▶ [What is being asked]:
Copy the lines of the listing below word for word, from the line holding "Find the spectator" through the line holding "[(119, 604)]", both included.

--- start ---

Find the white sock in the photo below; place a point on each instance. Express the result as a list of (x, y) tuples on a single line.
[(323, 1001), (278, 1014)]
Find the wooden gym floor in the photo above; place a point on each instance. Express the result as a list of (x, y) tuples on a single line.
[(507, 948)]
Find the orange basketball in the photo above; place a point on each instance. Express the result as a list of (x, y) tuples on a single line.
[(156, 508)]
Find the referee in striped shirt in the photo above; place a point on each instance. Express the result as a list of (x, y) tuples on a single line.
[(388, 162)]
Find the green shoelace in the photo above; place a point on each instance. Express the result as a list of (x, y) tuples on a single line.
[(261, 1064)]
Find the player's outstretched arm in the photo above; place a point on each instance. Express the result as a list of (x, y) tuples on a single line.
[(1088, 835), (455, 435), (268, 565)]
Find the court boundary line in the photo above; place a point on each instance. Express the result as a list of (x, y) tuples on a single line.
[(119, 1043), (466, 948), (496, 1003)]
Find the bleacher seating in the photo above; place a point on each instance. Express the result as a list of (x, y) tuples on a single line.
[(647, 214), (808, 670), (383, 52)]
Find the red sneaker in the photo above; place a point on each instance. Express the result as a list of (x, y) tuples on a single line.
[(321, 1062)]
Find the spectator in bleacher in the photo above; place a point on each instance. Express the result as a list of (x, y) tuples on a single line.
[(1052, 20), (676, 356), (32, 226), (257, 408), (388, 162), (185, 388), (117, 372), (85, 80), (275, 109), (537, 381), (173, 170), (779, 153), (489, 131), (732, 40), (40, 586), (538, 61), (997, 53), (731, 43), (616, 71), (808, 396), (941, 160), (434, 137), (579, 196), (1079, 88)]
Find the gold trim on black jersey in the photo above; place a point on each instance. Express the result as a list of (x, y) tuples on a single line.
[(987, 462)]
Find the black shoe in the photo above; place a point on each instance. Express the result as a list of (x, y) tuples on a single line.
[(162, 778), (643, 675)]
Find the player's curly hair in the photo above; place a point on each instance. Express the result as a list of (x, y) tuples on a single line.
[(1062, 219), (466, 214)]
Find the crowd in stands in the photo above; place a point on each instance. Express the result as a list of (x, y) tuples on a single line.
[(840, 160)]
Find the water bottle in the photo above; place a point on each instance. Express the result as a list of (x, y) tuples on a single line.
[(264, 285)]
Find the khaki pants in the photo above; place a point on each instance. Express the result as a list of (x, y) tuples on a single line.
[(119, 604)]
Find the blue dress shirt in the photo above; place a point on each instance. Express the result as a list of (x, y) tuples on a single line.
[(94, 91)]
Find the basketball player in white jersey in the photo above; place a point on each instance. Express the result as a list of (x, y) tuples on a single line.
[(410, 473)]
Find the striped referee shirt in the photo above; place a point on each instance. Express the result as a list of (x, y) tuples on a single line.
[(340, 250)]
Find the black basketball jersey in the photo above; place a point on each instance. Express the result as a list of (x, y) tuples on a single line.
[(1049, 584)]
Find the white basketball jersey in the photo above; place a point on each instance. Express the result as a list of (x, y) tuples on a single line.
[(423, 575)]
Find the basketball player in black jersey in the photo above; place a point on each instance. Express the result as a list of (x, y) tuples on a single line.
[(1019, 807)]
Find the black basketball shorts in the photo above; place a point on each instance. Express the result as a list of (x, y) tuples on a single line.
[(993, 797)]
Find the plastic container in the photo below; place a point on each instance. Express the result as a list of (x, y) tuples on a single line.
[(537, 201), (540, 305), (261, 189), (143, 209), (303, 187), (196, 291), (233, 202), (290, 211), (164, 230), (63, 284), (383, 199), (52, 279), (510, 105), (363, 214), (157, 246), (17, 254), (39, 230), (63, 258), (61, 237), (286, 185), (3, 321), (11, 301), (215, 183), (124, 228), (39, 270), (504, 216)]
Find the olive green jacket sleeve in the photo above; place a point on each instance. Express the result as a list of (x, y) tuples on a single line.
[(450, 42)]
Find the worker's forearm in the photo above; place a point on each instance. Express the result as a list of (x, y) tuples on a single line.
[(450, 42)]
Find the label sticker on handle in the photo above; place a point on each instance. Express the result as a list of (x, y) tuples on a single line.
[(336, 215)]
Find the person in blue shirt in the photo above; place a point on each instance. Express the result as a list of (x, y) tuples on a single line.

--- end ---

▶ [Complete output]:
Find the spectator in bleacher in the photo above; place a point on each instance. Express the result as a list of (x, y) tuples on a single line.
[(1052, 20), (676, 356), (32, 226), (257, 408), (388, 162), (185, 388), (117, 372), (85, 80), (275, 109), (537, 381), (173, 170), (779, 153), (489, 131), (732, 40), (40, 586), (538, 61), (997, 53), (731, 43), (616, 71), (808, 396), (941, 160), (434, 137), (579, 196), (1079, 88)]
Find the gold trim on black jersey in the photo above; place a point on each instance. Express the result as a list of (x, y) tuples on a single line.
[(987, 462)]
Find the black shoe in the photo above; place a point on each instance. Express the result as a list of (x, y) tuples on a single line.
[(162, 778), (643, 675)]
Find the player's curly hair in the photo above; place a point on each instance. Express the result as a list of (x, y) tuples on a single line.
[(1062, 219), (466, 214)]
Find the crowd in stands in the photo above; place a point on each instance. Express the result as a list of (x, y) tuples on a single line.
[(840, 160)]
Find the water bottle in the photo above; place a point on each instance. Express the result as a list of (x, y) tuples on a single line.
[(264, 285)]
Find the khaki pants in the photo above; place a point on each instance. Express the result as a list of (x, y) tuples on a single line.
[(119, 604)]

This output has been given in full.